▸ Records of labeled points
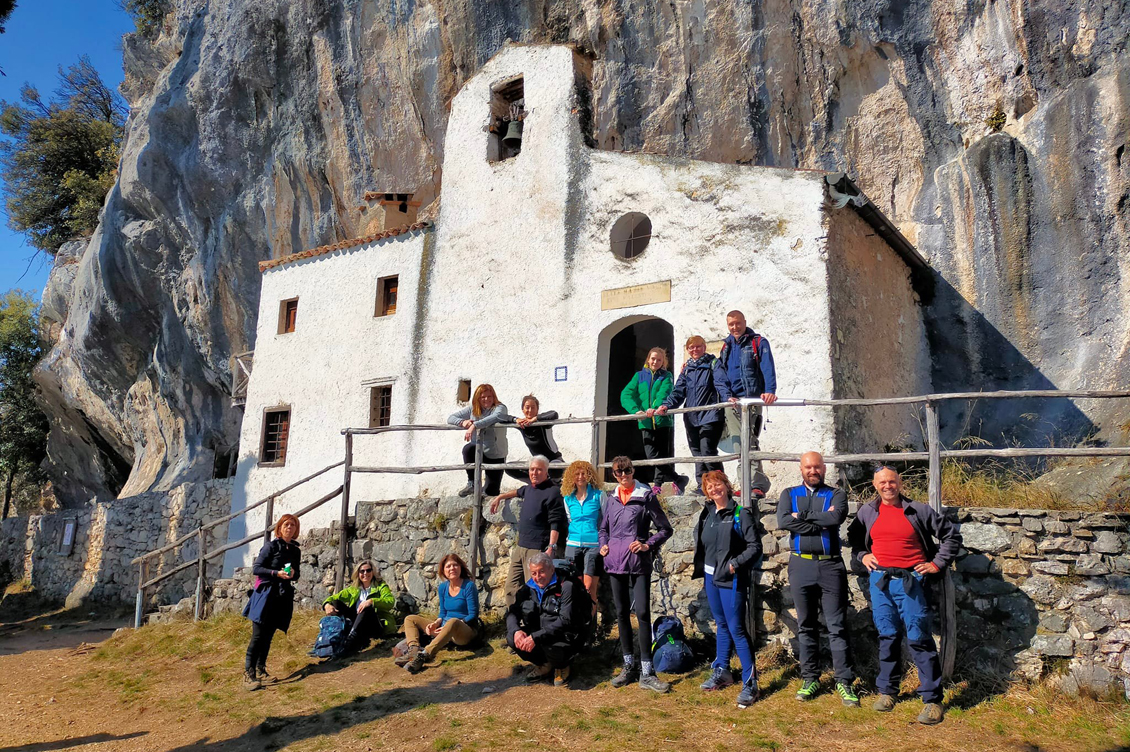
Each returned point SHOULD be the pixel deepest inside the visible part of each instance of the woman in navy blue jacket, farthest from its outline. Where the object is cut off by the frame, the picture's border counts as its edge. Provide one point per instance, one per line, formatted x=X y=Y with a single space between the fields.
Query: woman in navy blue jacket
x=271 y=604
x=695 y=388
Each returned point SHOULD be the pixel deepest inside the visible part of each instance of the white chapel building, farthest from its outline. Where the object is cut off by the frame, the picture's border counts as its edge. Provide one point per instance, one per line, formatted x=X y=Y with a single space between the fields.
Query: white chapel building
x=550 y=269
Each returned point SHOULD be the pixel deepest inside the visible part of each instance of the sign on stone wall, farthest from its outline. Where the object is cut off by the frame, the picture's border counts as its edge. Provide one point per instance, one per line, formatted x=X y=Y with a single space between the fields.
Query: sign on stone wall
x=655 y=292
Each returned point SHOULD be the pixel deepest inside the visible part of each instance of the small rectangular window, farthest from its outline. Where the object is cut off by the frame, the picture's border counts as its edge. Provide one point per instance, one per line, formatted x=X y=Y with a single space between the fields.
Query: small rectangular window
x=507 y=120
x=380 y=406
x=387 y=295
x=276 y=435
x=288 y=316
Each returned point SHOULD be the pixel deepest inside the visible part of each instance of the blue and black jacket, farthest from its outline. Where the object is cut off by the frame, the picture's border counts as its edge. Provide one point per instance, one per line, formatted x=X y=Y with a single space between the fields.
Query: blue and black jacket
x=819 y=513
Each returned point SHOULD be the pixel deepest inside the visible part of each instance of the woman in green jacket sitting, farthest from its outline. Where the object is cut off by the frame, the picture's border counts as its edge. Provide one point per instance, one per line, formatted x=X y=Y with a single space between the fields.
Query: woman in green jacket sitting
x=646 y=390
x=367 y=604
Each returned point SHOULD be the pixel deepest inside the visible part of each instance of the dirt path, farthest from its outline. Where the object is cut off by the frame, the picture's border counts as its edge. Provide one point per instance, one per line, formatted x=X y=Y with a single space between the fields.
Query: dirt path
x=176 y=688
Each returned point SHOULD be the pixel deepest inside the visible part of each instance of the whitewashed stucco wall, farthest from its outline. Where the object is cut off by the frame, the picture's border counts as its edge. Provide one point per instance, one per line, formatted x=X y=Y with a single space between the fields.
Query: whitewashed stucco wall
x=507 y=286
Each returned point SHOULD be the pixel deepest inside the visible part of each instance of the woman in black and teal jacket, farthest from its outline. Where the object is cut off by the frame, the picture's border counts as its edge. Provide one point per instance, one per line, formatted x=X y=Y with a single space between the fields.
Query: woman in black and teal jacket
x=648 y=390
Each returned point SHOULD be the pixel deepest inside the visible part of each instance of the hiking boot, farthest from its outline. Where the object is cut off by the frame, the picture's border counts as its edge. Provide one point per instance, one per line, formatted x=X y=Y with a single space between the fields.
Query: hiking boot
x=627 y=675
x=846 y=696
x=884 y=703
x=719 y=680
x=748 y=694
x=932 y=714
x=808 y=690
x=416 y=665
x=408 y=657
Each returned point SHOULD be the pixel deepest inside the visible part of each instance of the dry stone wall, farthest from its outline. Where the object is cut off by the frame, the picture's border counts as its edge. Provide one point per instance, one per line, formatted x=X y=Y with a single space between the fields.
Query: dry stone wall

▸ Problem statement
Write out the records again, requests included, starting at the line that has "of the small" and stopping after the line that has "x=507 y=286". Offset every x and y coordinate in the answer points by adding 43.

▸ Answer for the task
Each returned point SHOULD be the pixel deepest inside the visible part of each instance of the small rectangular window, farthest from its outline. Where the object is cut off by the frame, the picture's border counts as its edge. Provide one point per instance, one per line, formatted x=X y=Y with a single space between the fields.
Query: small rectangular window
x=550 y=163
x=423 y=449
x=430 y=338
x=319 y=478
x=331 y=359
Each returned point SHOULD be the pixel deepest inside the visible part of each instance of the blue and black jacket, farthest from its outline. Where the object is cut off by the frame, the picture's border counts as its edge. Provide one point per instance, one per line, formatted x=X y=Y with a single space between the fields.
Query: blue and black jacket
x=862 y=556
Each returned point SHOULD be the pixel deepest inside the visible part of each instance of the woman in green jacket sitting, farthest from its outline. Where the object is cut off by the frame, the picture's border counts as its edge. Provide one point per instance, one per line, formatted x=X y=Y with a single space between the fields.
Query: woman in green jacket sitting
x=689 y=433
x=410 y=647
Each returned point SHOULD be the pixel deepest inside the visible part of each instance of the dirt path, farthest from its outline. Where the object is cut off by the frame, the picture's border counts as its edge. Provide one point per instance, one per line, formatted x=X y=Y with a single space between the fields.
Query: dirt path
x=219 y=731
Each returned point SHOULD be the pixel deepest inside the visible part of each instance of the whitewashed stucco wall, farthest from its outline. Where the object is cut off by the frame, the picture's border counts as its edge. Provide one point per instance, one per line, formatted x=X y=Y with a single space between the fields.
Query: whitewashed stucco wall
x=550 y=329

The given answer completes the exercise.